### WRITTEN REQUEST 1
Rewrite the stretch of the SVM model passage from "Support vector machine" through "and very high.", putting "flood" in place of "landslide".
### WRITTEN REQUEST 2
For each statement, say yes or no according to the SVM model passage, and quote the words of the passage that decide it. (a) The SVM model was trained in ArcGIS 10.5. (b) The number of support vectors was 6557. (c) The susceptibility map was divided into five classes.

### PASSAGE TO READ
──────────

Support vector machine (SVM) model
In this research, the SVM model with radial basis function (RBF) was trained in R statistical software. The RBF kernel is one of the most powerful kernels and in many studies especially in nonlinear problems, RBF provides better prediction results for landslide susceptibility mapping than other kernels. The probability of landslide occurrence falls in the range between 0 and 1.
In this research, Hyper-parameter sigma and number of support vectors were 0.055 and 6557, respectively.
The results were then exported into the ArcGIS 10.5 software for visualization. Finally, landslide susceptibility map based on the natural break classification divided into five susceptibility classes: very low, low, moderate, high, and very high.

──────────

### DATA LINES
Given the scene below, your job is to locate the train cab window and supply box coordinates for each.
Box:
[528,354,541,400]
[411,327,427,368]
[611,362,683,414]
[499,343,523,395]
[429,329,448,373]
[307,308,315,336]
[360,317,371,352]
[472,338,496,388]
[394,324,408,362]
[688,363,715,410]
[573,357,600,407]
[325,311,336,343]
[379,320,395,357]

──────────

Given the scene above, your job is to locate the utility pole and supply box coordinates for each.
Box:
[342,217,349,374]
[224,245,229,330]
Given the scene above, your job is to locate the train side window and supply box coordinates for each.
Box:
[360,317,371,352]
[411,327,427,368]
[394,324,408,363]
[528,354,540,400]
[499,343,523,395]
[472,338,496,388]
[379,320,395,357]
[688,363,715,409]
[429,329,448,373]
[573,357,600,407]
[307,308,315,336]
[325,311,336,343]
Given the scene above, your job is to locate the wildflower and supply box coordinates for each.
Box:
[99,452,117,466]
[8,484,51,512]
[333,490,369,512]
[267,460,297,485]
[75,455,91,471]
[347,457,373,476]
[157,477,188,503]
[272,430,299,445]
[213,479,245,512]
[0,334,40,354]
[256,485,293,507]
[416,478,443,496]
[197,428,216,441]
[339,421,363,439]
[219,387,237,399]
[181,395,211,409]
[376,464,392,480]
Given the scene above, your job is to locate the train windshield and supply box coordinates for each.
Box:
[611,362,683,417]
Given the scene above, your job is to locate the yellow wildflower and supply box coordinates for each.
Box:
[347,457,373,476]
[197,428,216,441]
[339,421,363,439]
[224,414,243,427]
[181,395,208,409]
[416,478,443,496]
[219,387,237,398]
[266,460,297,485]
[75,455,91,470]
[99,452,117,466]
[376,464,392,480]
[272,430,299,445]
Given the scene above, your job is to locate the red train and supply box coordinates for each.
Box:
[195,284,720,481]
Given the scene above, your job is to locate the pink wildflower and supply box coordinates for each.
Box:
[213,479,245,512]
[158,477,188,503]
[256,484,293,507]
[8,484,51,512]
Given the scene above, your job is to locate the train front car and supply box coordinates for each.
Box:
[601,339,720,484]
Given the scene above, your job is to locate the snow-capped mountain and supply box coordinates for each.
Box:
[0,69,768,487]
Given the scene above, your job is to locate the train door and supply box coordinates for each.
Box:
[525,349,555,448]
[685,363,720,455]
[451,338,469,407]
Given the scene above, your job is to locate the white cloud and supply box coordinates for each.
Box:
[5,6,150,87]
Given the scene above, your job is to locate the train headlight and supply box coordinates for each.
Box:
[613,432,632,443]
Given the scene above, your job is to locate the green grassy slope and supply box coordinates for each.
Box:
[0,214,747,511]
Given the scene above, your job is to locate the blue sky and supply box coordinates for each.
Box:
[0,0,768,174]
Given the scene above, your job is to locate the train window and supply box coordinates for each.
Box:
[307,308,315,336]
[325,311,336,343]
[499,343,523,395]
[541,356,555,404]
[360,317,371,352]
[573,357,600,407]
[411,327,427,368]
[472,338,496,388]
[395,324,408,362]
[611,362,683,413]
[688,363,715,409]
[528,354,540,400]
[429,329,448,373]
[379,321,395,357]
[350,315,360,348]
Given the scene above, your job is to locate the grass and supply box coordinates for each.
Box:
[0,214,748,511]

──────────

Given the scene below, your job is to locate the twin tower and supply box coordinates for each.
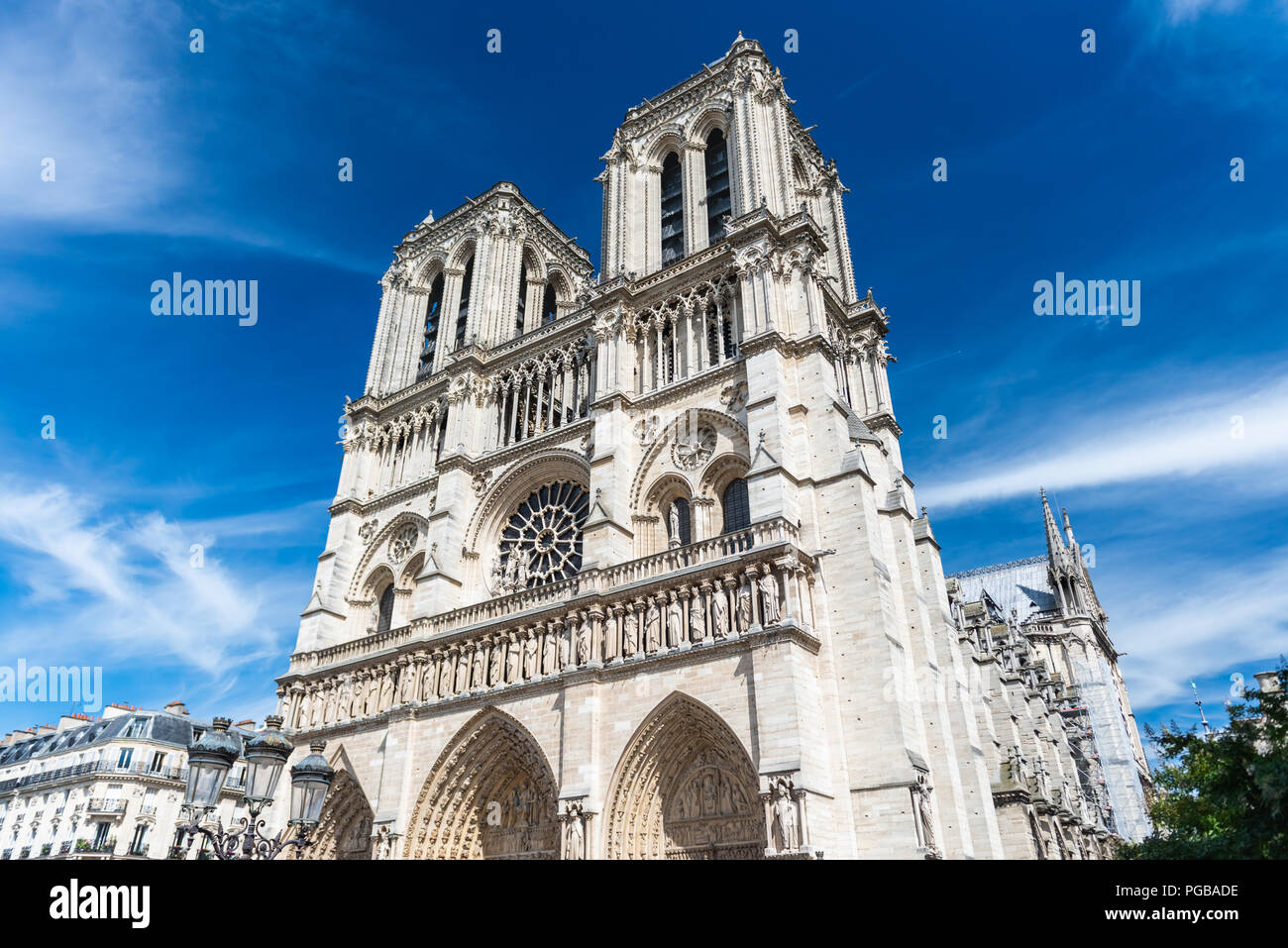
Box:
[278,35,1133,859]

──────────

### EXERCISE RESPONSE 1
Support vector machine (SVM) model
In this research, the SVM model with radial basis function (RBF) was trained in R statistical software. The RBF kernel is one of the most powerful kernels and in many studies especially in nonlinear problems, RBF provides better prediction results for flood susceptibility mapping than other kernels. The probability of flood occurrence falls in the range between 0 and 1.
In this research, Hyper-parameter sigma and number of support vectors were 0.055 and 6557, respectively.
The results were then exported into the ArcGIS 10.5 software for visualization. Finally, flood susceptibility map based on the natural break classification divided into five susceptibility classes: very low, low, moderate, high, and very high.

### EXERCISE RESPONSE 2
(a) No: "the SVM model with radial basis function (RBF) was trained in R statistical software."
(b) Yes: "Hyper-parameter sigma and number of support vectors were 0.055 and 6557, respectively."
(c) Yes: "divided into five susceptibility classes: very low, low, moderate, high, and very high."